*PROVIDED ENTRIES*:
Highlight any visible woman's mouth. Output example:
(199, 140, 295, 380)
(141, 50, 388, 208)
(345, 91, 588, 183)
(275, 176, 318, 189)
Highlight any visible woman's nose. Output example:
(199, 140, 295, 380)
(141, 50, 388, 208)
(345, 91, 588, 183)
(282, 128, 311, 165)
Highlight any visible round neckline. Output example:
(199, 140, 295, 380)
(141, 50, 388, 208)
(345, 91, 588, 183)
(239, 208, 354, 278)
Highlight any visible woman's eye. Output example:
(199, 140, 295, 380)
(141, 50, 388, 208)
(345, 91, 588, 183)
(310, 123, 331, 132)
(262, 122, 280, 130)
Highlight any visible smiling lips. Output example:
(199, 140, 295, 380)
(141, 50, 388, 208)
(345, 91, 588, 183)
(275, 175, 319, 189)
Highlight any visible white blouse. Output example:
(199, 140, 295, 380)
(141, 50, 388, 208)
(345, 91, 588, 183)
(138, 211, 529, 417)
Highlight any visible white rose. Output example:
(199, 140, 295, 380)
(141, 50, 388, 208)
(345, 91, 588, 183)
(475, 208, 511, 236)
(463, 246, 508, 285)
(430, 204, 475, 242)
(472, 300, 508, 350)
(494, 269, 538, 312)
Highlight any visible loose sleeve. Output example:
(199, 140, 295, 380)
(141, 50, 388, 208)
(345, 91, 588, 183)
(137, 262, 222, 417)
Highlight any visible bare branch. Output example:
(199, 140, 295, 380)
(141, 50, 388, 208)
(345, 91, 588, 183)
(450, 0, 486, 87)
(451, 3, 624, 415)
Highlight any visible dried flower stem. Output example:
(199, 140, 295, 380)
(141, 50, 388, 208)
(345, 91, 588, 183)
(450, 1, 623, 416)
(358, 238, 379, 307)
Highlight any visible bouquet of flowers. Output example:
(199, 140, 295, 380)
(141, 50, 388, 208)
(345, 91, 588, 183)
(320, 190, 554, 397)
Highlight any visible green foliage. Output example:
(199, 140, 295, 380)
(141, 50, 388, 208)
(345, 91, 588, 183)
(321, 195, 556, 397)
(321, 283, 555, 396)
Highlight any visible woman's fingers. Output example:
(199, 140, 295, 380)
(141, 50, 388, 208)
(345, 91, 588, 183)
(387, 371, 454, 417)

*EXERCISE REQUIREMENTS*: Work out how many lines in the data contain "white" and state that number with nothing added.

*WORKED SOLUTION*: 2